- Problem statement
Reproduce the full listing that appears beneath this instruction exactly.

- Material for this task
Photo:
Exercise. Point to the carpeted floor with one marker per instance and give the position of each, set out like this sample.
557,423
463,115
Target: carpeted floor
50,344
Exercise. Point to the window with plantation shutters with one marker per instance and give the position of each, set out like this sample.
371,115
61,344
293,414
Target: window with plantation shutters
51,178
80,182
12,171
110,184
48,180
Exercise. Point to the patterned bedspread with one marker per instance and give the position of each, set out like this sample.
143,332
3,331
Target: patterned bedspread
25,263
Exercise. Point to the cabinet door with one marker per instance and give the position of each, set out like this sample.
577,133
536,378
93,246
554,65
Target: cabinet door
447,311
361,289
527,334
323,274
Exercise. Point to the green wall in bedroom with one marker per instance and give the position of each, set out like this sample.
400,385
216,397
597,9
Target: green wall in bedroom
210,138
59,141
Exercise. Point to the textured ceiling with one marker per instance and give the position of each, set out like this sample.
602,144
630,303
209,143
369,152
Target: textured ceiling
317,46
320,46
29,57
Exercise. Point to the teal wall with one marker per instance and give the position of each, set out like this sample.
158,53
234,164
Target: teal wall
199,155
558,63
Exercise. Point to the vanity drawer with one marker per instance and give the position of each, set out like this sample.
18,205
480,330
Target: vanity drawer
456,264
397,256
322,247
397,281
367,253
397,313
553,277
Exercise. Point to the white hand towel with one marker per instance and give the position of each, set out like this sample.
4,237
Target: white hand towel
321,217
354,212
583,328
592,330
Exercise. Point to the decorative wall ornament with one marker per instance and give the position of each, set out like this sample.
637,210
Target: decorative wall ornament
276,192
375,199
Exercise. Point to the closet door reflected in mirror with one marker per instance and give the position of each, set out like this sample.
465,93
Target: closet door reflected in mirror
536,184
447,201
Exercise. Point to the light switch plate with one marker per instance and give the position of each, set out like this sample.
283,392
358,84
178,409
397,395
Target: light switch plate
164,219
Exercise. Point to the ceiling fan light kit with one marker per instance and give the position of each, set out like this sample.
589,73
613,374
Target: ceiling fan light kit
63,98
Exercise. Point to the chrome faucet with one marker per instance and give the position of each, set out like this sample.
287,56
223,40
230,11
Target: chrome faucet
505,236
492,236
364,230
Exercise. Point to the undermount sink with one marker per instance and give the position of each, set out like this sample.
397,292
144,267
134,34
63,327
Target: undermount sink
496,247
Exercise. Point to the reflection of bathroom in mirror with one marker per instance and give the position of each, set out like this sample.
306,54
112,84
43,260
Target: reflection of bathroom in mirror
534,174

- Response below
Photo:
Exercise. Point to the carpeted floor with one marker per instance and give the position of each, set out like this sample.
557,423
463,115
Target: carpeted floor
50,344
Exercise. Point to the window with plantation shutters with one marker per instance and give the position of each, set out like this sample.
371,115
61,344
293,414
Target: window with plantation shutters
51,178
80,182
12,171
110,184
48,180
Exercise. Point to the patterned bedspread with one marker per instance and give the position of each, set out like this sample.
143,332
3,331
Target: patterned bedspread
25,263
Exercise. Point to the cabinet door with one marker per instance and give the position of each, set out like this sample.
577,133
536,378
93,246
554,65
Target: cabinet door
447,311
361,289
527,334
323,274
Exercise. Point to the green wall in bedroom with one marker per instance and give the position of each, set out like this sample.
400,385
216,397
597,9
Target: green wall in bedroom
210,138
59,141
Exercise. Point to the textured ceiling with one marker per instance and give the position of each, set out like this sample.
602,144
630,303
209,143
369,152
Target: textured ceiling
317,46
320,46
29,57
Exercise. Point to the teal wall with one marker per instance and give the position of each, set out like this sample.
158,53
234,164
Target: teal wall
199,155
558,63
Exercise. Point to the vanity drawer with one marker per instance and give the position of each, set out like this sample.
18,205
480,330
Target: vanity drawer
456,264
397,256
322,247
397,281
367,253
397,313
553,277
Exercise. Point to the white hand towel with one marker per instance and give the position of each, set out like this sample.
4,237
Target: white hand towel
321,217
354,212
583,328
592,330
Exercise. Point to the decorative wall ornament with one marker per instance and give the position of each, set out like this sample.
637,210
Target: decorative wall ornament
276,192
375,199
Exercise. Point to the closet door reflected in mirror with one marker per instance and give the position of each, set out like this sample.
465,93
Target: closet door reflected in mirror
536,184
447,201
Exercise. Point to the light switch plate with one marker per instance and give the position of each, set out like this sample.
283,392
358,84
178,409
397,395
Target: light switch plate
164,219
Exercise. Point to the ceiling fan light kit with one marker per instance and give the position of each, set out like this sample.
589,73
613,374
Target: ceiling fan light kit
63,98
Exercise. Point to the chrome faucet with one marker per instance and give the position of each, set out like this sample.
287,56
223,40
230,11
Target: chrome faucet
505,236
492,236
364,230
Exercise. Point to the undermount sink with one marker per instance and give the position of each, set out like this sample.
397,292
144,267
134,34
63,327
Target: undermount sink
496,247
Exercise. Point to the reflection of bathroom in mirror with one marker per instance and give the position of each, set out like this sample.
306,54
112,84
43,260
Target: reflection of bathroom in mirror
534,174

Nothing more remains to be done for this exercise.